(Point annotation entries)
%%

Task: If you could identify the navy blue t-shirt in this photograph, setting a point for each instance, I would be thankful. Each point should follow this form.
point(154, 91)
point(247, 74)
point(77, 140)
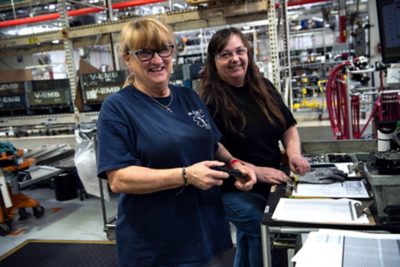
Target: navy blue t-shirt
point(163, 228)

%%

• WHAT TO WORK ON
Copy all of the entries above verbatim, line by line, and omit the pictures.

• EXERCISE ANSWER
Task: If you could identify the navy blue t-shirt in this photograph, setting a point for each instance, I would be thankful. Each point should follow this form.
point(154, 91)
point(247, 74)
point(77, 140)
Target: navy blue t-shirt
point(163, 228)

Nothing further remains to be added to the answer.